In our interview with the talented French studio last issue, they told us the brief for Hit Z Road was: ‘How can we make a zombie game that is different to the others?’ That brainstorm threw up the idea of a game created by a zombie apocalypse survivor. This is a boy called Martin, who has survived the ordeal and made a game that recreates his family’s fraught but ultimately successful journey down the USA’s famous Route 66. That would make us, as players, fellow survivors – playing his game to pass the time in a world where entertainment is a distinct rarity.
The clever concept permeates the entire production, which is styled throughout to support the idea it has been cobbled together using whatever Martin could scavenge along the way – be it components from other games, bottle caps, ID cards or car keys. Even the box itself gets the makeshift treatment. A marker pen effect is applied to the (fictional) packaging of a typical 1960s family game called Hit the Road: The Travel Game. The strapline is crossed out and amended to ‘My Zombie Game’, the ‘Made in’ sticker ends with a question mark, and ‘As seen on TV’ becomes ‘No more TV'. Even the rulebook gets a thematic spin. It’s done as a scrapbook, comprised of torn-out sheets of graph paper, sticky notes and photos, all overprinted with a handwriting-style font to give a homemade, personal feel. Despite all this, it is easy to follow and setup is quick and simple.

* [Dataset rows]
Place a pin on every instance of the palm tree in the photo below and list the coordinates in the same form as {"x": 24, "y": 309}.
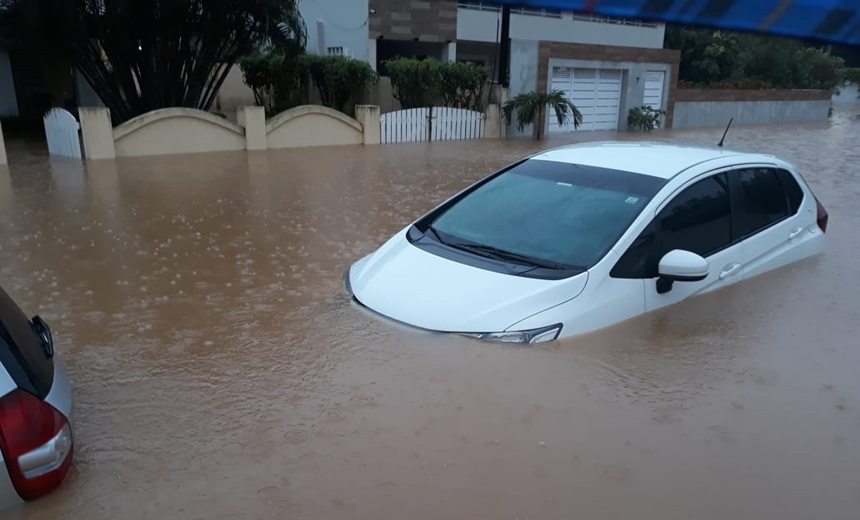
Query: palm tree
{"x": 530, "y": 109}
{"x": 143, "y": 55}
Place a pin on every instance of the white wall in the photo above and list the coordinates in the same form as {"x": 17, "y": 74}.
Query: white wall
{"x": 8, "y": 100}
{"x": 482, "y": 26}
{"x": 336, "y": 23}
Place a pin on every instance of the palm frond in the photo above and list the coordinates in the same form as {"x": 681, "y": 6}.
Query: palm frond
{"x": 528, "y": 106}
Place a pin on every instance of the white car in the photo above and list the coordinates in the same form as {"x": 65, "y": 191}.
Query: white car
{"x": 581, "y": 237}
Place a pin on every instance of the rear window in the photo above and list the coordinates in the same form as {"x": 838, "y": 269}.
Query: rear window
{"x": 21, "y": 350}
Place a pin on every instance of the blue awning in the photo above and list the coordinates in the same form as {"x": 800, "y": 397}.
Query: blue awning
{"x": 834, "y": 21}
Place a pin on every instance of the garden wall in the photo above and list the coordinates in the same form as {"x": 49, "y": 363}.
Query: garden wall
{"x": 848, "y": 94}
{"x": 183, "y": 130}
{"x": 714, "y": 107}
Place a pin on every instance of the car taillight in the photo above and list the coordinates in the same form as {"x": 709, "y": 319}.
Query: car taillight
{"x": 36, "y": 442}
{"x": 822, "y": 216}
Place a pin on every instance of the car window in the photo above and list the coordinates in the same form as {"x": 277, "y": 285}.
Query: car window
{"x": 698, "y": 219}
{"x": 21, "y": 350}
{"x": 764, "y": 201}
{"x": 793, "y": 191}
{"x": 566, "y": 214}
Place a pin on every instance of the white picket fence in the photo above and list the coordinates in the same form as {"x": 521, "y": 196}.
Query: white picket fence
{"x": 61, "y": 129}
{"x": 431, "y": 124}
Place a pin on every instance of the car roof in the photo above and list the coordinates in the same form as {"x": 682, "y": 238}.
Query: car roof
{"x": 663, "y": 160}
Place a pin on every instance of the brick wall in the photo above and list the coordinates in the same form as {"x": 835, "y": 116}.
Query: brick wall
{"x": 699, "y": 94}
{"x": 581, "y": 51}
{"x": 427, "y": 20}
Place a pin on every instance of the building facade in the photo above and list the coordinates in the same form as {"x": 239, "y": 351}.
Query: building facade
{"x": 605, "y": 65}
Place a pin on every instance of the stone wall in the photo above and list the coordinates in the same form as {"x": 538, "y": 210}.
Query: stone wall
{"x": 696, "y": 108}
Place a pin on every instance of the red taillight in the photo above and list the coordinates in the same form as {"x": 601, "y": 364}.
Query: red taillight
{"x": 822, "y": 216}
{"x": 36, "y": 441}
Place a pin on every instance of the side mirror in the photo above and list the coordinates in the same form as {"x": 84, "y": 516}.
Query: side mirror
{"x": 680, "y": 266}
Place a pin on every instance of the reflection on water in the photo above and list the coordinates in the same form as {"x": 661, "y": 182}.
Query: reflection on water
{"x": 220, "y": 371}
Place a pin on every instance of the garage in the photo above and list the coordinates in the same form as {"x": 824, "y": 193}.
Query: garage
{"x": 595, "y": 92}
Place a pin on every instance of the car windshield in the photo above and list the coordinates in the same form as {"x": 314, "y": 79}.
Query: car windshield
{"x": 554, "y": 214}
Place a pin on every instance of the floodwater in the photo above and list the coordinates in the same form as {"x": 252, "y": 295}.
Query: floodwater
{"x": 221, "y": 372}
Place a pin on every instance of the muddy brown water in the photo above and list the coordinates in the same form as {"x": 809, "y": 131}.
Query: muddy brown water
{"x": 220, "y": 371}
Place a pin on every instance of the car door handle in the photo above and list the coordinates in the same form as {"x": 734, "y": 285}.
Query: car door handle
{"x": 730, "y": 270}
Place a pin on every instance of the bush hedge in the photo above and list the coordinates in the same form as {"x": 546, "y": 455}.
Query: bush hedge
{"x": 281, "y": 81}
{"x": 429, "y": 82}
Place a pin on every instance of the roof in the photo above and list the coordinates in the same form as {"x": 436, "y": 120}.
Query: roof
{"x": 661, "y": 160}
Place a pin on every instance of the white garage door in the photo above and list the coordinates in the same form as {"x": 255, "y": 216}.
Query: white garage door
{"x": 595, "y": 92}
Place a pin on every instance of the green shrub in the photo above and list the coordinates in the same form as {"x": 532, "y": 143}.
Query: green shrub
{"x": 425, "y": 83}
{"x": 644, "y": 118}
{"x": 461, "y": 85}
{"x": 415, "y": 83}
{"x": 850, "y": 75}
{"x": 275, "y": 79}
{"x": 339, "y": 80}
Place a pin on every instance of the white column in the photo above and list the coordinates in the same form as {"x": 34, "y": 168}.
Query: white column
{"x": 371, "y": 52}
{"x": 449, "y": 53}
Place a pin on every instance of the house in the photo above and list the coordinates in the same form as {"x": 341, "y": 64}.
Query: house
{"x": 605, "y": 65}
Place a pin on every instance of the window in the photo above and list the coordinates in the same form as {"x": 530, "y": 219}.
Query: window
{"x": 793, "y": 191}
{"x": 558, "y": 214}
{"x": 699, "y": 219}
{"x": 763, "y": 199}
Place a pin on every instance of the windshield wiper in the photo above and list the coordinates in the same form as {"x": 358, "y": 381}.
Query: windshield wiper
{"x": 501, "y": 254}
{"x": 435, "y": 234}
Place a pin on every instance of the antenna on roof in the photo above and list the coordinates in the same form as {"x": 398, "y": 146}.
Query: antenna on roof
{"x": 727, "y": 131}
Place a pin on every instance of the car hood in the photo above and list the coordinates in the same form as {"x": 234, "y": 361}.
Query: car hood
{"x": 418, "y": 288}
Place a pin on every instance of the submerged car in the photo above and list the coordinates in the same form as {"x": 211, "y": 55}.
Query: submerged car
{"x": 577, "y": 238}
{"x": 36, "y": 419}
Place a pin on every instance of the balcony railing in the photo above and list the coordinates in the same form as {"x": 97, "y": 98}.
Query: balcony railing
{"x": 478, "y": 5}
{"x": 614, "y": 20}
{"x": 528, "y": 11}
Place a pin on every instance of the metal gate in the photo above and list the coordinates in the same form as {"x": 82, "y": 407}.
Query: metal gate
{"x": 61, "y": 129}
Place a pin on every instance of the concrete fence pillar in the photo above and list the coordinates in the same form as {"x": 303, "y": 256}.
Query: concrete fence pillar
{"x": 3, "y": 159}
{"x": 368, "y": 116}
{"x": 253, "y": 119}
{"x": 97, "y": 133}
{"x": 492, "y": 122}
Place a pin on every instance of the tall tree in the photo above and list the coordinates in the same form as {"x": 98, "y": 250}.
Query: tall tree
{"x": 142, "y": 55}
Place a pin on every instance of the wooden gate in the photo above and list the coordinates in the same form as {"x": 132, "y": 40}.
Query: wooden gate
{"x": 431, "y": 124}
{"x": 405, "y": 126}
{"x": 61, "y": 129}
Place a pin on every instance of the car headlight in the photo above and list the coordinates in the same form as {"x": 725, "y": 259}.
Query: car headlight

* [Exercise] Quote the Hit Z Road excerpt from the words "In our interview" through "a distinct rarity.". The items are separate material, unrelated to the Hit Z Road excerpt.

* [Expected answer]
In our interview with the talented French studio last issue, they told us the brief for Hit Z Road was: ‘How can we make a zombie game that is different to the others?’ That brainstorm threw up the idea of a game created by a zombie apocalypse survivor. This is a boy called Martin, who has survived the ordeal and made a game that recreates his family’s fraught but ultimately successful journey down the USA’s famous Route 66. That would make us, as players, fellow survivors – playing his game to pass the time in a world where entertainment is a distinct rarity.